● Task instructions
Using the data below, return the stretch from the line that contains "Draw the outline of every instance of the blue" through the line that contains "Draw the outline of every instance of the group", both included, exactly as it stands and nothing beyond it.

● Records from a dataset
^^^^^^^^
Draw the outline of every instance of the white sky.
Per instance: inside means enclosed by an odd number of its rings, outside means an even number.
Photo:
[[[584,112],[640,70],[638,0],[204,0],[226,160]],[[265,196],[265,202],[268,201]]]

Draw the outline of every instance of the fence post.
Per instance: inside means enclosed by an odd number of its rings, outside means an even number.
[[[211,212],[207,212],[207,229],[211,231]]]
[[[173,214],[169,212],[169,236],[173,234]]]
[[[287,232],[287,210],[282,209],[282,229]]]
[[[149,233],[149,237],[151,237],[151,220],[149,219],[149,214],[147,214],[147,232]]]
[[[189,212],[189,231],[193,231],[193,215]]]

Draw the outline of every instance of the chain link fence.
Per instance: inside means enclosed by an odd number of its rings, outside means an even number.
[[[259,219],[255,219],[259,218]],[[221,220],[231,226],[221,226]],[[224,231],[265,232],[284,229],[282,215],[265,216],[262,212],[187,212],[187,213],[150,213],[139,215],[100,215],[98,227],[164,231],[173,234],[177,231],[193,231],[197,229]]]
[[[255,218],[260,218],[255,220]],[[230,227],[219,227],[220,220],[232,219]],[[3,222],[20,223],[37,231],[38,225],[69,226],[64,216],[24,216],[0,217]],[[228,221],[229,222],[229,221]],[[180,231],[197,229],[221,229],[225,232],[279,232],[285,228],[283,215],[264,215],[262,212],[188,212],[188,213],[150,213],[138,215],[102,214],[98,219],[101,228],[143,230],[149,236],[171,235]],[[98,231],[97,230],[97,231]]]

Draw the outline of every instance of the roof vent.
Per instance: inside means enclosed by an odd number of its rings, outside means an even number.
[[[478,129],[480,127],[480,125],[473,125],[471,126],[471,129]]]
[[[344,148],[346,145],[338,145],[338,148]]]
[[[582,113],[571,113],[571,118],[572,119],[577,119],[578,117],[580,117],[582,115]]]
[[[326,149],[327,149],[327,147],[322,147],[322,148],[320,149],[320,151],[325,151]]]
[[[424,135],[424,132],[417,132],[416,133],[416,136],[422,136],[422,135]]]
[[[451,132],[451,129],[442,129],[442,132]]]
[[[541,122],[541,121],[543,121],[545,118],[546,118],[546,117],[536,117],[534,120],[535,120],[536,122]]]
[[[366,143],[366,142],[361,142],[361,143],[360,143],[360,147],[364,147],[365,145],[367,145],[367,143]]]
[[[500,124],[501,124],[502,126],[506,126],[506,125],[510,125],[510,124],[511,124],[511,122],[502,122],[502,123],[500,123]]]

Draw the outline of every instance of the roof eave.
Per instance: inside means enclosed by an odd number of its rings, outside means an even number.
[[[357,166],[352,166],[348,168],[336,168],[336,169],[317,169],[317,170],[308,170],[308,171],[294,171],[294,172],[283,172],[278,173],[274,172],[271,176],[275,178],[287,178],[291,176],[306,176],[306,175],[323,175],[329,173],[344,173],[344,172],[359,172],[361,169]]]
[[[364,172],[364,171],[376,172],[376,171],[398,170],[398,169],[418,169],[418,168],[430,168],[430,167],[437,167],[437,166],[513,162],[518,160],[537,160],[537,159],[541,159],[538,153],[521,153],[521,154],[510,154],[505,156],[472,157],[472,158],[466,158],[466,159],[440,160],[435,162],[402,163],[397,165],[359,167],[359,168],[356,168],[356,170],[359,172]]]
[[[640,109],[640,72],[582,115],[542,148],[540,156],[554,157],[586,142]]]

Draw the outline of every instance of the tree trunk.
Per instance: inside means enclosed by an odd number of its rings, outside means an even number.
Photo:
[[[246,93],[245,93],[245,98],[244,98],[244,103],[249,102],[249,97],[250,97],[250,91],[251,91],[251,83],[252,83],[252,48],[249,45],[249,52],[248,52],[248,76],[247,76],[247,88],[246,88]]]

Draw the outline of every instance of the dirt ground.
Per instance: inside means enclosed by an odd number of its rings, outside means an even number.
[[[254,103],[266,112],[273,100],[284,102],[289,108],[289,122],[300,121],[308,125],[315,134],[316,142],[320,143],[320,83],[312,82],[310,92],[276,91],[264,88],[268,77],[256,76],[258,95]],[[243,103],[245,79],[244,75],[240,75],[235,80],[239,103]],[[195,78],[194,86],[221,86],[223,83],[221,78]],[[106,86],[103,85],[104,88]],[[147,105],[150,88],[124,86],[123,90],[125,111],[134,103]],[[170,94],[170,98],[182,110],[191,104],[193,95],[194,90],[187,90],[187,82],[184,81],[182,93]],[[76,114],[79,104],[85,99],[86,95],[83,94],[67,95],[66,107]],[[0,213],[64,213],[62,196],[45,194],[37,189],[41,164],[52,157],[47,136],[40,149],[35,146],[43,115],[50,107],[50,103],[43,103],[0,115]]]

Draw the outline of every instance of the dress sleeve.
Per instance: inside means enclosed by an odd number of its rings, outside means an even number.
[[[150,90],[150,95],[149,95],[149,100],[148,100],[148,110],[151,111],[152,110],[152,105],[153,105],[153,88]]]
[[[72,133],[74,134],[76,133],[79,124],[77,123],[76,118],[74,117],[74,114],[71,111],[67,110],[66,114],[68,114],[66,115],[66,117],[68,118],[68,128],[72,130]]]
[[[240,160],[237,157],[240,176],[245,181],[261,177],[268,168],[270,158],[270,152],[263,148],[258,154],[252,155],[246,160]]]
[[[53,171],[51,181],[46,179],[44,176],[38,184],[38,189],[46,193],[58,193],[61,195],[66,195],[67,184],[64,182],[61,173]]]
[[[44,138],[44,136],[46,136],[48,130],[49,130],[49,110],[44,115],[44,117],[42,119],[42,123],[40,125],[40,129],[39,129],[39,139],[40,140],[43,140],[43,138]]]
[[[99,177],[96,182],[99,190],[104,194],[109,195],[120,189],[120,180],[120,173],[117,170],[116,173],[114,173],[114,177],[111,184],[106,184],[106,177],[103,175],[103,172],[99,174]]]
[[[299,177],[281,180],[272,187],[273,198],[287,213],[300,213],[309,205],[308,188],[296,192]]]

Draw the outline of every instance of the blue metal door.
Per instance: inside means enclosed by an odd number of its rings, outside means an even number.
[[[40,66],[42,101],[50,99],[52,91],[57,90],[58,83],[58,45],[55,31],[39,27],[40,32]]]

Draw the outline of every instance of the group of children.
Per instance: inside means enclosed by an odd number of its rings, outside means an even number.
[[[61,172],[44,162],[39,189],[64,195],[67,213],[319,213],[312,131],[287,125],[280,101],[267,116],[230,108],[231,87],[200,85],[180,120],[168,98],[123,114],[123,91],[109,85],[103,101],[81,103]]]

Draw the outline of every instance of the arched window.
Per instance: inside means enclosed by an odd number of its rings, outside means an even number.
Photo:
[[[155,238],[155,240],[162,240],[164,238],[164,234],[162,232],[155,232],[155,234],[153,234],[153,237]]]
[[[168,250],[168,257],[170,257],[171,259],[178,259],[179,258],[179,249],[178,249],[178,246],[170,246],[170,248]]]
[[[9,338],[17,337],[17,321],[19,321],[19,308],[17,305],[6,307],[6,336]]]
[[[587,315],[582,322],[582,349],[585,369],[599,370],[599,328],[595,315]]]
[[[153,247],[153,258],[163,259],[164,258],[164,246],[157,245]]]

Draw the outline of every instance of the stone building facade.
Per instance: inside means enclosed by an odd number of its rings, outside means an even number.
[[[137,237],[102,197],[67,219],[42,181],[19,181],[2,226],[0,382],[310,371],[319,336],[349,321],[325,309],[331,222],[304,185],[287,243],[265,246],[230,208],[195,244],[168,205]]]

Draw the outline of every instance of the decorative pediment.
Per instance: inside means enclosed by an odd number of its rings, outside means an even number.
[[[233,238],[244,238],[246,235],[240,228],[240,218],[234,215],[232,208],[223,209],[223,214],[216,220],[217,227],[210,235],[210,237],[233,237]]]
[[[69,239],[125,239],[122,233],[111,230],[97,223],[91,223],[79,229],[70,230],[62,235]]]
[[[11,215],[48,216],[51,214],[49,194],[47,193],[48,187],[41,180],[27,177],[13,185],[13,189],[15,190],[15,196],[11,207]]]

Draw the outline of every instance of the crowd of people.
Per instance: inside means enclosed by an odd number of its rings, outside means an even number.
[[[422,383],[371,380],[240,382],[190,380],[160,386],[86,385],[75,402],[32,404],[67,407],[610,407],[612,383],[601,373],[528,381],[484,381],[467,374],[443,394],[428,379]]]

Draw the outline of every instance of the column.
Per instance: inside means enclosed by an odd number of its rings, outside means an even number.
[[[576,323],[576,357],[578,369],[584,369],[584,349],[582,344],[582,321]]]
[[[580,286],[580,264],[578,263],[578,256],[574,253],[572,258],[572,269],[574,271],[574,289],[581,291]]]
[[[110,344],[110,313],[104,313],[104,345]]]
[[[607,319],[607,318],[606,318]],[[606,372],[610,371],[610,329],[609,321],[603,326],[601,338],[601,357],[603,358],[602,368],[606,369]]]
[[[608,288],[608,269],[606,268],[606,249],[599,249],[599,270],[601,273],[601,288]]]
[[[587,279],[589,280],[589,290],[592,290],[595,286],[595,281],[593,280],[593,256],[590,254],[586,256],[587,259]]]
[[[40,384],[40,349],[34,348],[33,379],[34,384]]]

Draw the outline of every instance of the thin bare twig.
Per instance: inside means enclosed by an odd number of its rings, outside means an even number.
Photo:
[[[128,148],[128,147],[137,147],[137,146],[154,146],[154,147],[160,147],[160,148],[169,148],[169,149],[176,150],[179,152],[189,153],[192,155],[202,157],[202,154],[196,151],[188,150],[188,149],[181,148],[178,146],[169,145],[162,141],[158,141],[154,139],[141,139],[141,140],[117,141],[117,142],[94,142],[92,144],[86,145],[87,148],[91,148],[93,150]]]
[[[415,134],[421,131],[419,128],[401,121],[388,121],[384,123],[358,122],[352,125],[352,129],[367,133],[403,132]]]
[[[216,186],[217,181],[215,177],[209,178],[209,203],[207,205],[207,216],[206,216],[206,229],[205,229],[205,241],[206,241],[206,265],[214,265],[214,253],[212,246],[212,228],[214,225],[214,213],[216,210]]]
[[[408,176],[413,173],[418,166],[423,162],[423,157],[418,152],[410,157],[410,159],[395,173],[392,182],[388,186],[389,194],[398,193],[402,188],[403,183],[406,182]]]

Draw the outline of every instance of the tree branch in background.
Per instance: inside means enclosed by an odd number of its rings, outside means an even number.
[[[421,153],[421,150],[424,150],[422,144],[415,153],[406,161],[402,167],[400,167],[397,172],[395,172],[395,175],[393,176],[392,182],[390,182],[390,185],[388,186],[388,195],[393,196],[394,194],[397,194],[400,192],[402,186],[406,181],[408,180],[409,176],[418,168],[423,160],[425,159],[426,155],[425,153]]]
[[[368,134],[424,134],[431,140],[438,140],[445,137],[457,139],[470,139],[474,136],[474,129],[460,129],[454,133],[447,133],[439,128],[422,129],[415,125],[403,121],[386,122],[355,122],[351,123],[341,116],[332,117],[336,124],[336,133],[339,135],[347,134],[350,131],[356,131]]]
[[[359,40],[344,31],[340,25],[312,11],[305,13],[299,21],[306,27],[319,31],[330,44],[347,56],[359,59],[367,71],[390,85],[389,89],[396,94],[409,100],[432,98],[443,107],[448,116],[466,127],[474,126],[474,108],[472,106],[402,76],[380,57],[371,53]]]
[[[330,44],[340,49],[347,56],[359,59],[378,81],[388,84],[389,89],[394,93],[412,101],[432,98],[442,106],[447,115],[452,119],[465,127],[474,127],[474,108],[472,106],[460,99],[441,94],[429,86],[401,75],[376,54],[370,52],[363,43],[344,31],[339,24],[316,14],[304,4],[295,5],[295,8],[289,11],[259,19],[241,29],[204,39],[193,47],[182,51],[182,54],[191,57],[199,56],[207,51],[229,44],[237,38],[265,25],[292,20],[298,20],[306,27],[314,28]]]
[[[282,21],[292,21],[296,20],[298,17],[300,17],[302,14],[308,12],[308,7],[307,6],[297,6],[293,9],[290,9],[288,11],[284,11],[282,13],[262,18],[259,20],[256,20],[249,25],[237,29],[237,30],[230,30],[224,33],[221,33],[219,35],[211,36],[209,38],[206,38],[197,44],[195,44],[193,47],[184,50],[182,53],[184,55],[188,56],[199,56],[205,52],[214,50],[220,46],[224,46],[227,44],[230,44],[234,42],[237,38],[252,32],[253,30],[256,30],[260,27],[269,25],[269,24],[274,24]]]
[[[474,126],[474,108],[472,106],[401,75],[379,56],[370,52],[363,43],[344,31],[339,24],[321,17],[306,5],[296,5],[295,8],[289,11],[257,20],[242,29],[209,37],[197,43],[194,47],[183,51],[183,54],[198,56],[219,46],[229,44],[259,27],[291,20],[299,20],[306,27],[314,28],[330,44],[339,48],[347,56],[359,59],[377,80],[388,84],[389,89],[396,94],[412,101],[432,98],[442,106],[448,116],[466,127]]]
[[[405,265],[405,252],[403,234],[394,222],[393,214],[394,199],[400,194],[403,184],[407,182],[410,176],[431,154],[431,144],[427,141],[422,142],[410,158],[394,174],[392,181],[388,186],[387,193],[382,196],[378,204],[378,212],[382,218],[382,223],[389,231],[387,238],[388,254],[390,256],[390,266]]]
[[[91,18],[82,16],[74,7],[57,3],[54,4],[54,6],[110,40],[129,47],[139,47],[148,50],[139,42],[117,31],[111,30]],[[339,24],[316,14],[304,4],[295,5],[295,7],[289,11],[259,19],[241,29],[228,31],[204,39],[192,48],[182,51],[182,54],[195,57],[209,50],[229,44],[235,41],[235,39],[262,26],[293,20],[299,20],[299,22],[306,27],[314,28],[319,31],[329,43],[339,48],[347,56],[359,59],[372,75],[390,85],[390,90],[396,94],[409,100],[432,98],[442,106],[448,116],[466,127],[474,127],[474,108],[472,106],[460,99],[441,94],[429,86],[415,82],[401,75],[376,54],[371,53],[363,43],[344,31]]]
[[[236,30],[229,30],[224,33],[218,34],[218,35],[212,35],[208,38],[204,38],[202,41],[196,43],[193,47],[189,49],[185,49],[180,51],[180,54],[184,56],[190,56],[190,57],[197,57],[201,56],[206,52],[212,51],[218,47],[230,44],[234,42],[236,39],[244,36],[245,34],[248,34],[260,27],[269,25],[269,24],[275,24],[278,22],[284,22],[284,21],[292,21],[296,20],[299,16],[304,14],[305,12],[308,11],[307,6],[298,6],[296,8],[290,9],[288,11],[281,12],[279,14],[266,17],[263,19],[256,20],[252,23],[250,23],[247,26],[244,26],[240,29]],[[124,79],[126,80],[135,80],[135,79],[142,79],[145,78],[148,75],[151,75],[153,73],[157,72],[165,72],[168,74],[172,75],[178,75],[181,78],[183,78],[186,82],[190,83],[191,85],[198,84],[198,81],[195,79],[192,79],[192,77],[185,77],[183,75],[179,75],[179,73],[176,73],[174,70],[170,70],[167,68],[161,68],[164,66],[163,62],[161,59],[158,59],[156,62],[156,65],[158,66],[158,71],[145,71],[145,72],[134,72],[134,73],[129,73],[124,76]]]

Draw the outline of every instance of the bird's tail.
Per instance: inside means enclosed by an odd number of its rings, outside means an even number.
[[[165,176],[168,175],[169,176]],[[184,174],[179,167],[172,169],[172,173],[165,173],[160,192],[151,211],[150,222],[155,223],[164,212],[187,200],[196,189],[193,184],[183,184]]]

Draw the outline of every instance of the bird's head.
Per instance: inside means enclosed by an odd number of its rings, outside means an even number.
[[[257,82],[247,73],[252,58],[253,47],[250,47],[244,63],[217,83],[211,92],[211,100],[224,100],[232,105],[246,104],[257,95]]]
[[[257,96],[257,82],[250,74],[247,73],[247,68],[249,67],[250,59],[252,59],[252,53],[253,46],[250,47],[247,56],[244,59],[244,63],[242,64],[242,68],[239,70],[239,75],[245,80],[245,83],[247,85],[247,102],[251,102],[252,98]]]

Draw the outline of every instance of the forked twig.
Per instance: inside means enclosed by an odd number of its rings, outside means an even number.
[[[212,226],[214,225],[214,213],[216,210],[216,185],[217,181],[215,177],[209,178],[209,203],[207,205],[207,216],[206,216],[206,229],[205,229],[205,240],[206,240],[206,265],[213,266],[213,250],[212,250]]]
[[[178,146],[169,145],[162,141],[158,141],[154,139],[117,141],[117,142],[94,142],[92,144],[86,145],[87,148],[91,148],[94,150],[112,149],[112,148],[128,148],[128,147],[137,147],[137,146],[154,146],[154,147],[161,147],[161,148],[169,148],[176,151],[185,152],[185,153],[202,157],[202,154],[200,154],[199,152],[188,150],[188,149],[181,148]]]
^^^^^^^^
● Response
Draw the outline of every instance of the blue metal door.
Per instance: inside means enclosed by an odd number of its rings, outside means an even number.
[[[40,66],[42,101],[50,99],[52,91],[57,90],[58,83],[58,45],[55,31],[39,27],[40,32]]]

Draw the outline of every instance of the group of children.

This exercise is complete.